=== Provided passage ===
“Where’er the trees grow biggest,

Huntsmen find the easiest way,”

says Emerson, and for a similar reason the way is always easy and inviting through Arnold’s pages.

But his theological criticism has less charm; and, for my part, I doubt if it will survive. I once seriously tried to re-read his “Literature and Dogma,” but stuck before I had got half-way through it. I suppose I found too much dogma in it. Arnold makes a dogma out of what he calls the “method and secret of Jesus,” his “method of inwardness” and “secret of self-renunciation;” he iterates and reiterates these phrases till one never wants to hear them again. Arnold’s besetting sin of giving a quasi-scientific value to certain literary terms here has free rein, and one finds only a new kind of inflexibility in place of the one he condemns. Sir Thomas Browne directed a free play of mind upon the old dogmas, and the result was the “Religio Medici,” a work which each generation treasures and re-reads, not because of the dogma, but because of the literature; it is a rare specimen of vital, flexible, imaginative writing. It is full of soul, like Emerson’s “Divinity School Address,” which sought to dissolve certain of the old dogmas. In both these authors we are made free as the spirit makes free; but in Arnold’s criticism we are made free only as a liberal Anglicanism makes free, which is not much.
===
> Exercise instructions: In the passage on Arnold's criticism, which of Arnold's works did the writer stop reading before getting halfway through?
=== Given information ===
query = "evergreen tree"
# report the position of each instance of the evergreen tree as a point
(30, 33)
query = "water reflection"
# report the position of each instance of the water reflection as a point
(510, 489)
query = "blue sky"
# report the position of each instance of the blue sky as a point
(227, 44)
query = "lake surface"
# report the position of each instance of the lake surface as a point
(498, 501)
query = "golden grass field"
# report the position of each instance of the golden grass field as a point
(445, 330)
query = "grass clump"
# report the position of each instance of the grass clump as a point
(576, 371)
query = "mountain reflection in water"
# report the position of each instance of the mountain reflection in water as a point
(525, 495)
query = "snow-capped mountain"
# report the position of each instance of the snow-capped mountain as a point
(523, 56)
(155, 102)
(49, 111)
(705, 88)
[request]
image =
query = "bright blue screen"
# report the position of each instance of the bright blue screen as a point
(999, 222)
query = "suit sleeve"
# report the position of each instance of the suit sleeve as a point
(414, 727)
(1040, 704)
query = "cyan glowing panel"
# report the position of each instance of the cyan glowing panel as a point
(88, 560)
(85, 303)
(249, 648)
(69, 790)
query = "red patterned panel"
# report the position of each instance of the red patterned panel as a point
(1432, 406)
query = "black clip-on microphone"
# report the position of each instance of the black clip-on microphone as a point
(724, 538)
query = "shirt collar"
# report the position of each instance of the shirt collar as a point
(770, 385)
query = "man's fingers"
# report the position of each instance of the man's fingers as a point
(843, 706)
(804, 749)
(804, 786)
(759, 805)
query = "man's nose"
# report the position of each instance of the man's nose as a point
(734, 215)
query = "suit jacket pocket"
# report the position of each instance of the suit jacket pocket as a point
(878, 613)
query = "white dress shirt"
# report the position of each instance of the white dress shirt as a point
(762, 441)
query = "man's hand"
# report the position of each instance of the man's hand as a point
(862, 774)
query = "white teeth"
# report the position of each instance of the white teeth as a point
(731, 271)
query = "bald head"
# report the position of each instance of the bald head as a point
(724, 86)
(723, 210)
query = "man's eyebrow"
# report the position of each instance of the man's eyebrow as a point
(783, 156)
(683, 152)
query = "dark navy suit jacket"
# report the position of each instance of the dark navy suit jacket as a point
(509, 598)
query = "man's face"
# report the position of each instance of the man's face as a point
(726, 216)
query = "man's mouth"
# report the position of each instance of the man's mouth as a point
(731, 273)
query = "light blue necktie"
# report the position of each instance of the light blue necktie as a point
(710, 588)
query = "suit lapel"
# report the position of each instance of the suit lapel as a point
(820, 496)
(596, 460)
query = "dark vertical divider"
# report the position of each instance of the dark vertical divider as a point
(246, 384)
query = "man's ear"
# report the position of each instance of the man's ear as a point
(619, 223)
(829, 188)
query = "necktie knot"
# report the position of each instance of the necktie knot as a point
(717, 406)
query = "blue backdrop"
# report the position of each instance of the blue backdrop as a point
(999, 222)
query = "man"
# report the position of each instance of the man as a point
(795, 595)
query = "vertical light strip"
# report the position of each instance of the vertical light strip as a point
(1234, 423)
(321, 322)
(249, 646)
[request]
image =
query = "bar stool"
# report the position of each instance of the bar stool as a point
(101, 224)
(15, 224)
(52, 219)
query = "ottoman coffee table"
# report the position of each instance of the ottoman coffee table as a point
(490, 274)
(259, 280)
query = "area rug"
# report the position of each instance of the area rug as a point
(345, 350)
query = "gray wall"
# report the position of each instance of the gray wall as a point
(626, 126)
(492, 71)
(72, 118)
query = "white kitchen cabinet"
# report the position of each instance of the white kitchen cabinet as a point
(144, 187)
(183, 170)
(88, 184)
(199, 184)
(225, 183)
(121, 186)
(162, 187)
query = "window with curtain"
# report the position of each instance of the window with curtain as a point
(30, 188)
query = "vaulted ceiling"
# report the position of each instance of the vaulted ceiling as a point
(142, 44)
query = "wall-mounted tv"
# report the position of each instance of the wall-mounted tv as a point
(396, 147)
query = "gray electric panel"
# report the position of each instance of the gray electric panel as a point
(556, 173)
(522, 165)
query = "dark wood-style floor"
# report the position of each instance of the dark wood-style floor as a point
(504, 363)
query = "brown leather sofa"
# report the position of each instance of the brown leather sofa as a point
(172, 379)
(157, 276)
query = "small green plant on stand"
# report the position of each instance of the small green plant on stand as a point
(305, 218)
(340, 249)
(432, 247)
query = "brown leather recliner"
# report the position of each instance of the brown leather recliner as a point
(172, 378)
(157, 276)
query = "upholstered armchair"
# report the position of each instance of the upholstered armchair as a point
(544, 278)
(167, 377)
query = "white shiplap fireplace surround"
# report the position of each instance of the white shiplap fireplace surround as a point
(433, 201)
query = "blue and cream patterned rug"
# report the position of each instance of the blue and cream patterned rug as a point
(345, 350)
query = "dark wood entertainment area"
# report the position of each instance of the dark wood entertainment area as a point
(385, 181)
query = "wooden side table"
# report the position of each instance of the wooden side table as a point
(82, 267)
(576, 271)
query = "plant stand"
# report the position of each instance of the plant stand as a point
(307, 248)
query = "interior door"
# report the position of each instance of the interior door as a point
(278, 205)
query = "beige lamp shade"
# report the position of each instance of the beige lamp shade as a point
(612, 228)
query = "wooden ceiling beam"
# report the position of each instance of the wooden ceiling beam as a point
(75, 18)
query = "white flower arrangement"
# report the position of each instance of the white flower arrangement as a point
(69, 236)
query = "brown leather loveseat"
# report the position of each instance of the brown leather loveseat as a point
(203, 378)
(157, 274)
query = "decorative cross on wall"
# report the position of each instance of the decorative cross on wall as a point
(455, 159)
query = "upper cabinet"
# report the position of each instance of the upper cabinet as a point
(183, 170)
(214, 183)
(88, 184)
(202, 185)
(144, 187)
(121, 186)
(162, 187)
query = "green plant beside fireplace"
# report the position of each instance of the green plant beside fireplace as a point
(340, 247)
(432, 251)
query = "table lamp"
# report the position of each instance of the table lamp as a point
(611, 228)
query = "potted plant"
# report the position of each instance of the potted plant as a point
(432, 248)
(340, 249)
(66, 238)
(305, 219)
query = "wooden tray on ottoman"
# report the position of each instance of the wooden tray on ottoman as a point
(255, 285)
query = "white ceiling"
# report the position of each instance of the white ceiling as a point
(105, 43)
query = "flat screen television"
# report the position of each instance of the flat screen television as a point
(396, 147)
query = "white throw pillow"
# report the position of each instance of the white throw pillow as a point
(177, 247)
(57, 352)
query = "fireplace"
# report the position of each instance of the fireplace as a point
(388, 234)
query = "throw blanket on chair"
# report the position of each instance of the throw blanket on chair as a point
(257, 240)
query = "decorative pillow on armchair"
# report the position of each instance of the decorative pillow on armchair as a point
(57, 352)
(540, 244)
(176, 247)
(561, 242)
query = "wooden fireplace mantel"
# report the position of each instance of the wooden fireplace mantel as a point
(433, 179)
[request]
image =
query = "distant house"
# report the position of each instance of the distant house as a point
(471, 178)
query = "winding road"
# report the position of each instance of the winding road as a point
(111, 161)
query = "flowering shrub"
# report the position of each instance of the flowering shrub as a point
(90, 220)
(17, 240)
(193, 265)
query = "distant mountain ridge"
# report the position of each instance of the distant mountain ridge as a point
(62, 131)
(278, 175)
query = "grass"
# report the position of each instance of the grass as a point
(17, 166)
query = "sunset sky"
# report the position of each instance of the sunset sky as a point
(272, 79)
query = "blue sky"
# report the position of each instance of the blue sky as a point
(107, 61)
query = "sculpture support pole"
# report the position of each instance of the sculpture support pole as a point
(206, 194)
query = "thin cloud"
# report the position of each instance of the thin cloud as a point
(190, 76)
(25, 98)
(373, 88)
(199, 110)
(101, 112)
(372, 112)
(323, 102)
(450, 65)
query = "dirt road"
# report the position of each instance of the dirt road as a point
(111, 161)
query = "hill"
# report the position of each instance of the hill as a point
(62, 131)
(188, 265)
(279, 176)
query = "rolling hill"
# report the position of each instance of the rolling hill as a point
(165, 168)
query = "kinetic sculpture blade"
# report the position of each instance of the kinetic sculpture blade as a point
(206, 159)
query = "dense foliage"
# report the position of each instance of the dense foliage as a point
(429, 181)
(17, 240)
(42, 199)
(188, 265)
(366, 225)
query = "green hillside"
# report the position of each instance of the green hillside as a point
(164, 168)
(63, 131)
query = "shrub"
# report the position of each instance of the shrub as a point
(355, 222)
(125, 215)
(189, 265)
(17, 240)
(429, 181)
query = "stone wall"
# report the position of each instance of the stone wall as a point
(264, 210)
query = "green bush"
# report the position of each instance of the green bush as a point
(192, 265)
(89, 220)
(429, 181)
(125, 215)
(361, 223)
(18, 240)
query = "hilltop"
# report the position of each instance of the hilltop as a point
===
> Response below: "Literature and Dogma."